JOBS =
1. According to the Boost mailing list post, which compiler and Boost version is the writer using?
2. Continue the Boost mailing list post about the blocked predicate wait(), starting after its last sentence.

EXTRACT PROVIDED =

══════════════════════════════

Boost logo

Boost Users :

From: Kirit Sælensminde (kirit.saelensminde_at_[hidden])
Date: 2007-05-09 01:25:25


I'm not entirely sure what's going on, but I seem to be having some
trouble with the predicate wait() where the predicate is true but the
waiting thread is still blocked. I'm sure I'm doing something daft so
here is a description with the relevant code in the hope that somebody
can point it out to me. I'm using MSVC 7.1 and Boost 1.34.0 on a
dual-core computer.

What I've done is to build on the basic boost::thread primitives to make
a pool of worker objects that can have tasks allocated to them. A good
starting point is the queuing of work done through this code (a member
of class Worker):

boost::shared_ptr< Join< void > > operator()( boost::function0< void > f ) {
        boost::shared_ptr< Join< void > > join( new Join< void > );
        queue( join, f );
        return join;
}

Join< void > is really a future for a task that has no return value.
Join< T > (where a T is returned by the task) is implemented in terms of
this primitive.

══════════════════════════════

DATASET RECORDS =
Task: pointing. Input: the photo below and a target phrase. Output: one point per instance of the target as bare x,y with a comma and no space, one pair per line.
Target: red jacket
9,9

══════════════════════════════

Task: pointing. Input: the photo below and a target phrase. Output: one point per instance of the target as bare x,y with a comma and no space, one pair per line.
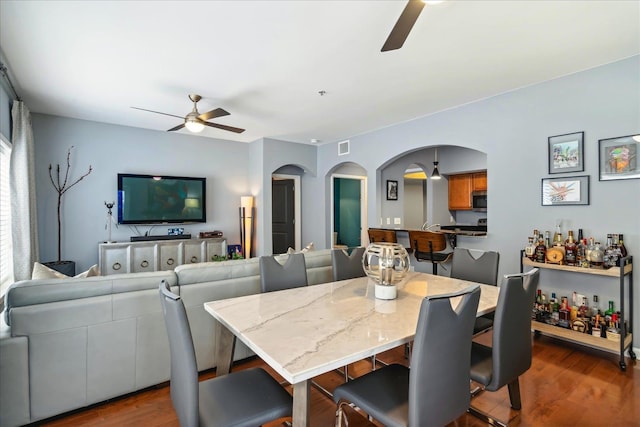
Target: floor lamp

══════════════════════════════

RESPONSES PER TASK =
1. MSVC 7.1 and Boost 1.34.0.

2.
The queue() function adds the job to a queue and then signals its worker
thread that there is something to do:

  void FSLib::Worker::queue( boost::shared_ptr< Join< void > > join,
boost::function0< void > f ) {
        boost::mutex::scoped_lock lock( m_mutex );
        m_queue.push_back( std::make_pair( join, f ) );
        m_control.notify_all();
}

The boost::thread is initialised with a static function which waits for
items to appear in its queue, performs the function and then notifies
the Join object of the results. The function looks like this:

void FSLib::Worker::execute() {
        FSLib::Exceptions::StructuredHandler handler;
        do {
                t_queue job;
                { // Find a job to perform
                        boost::mutex::scoped_lock lock( m_mutex );
                        if ( m_queue.empty() )
                                m_control.wait( lock );
                        if ( !m_terminate && !m_queue.empty() )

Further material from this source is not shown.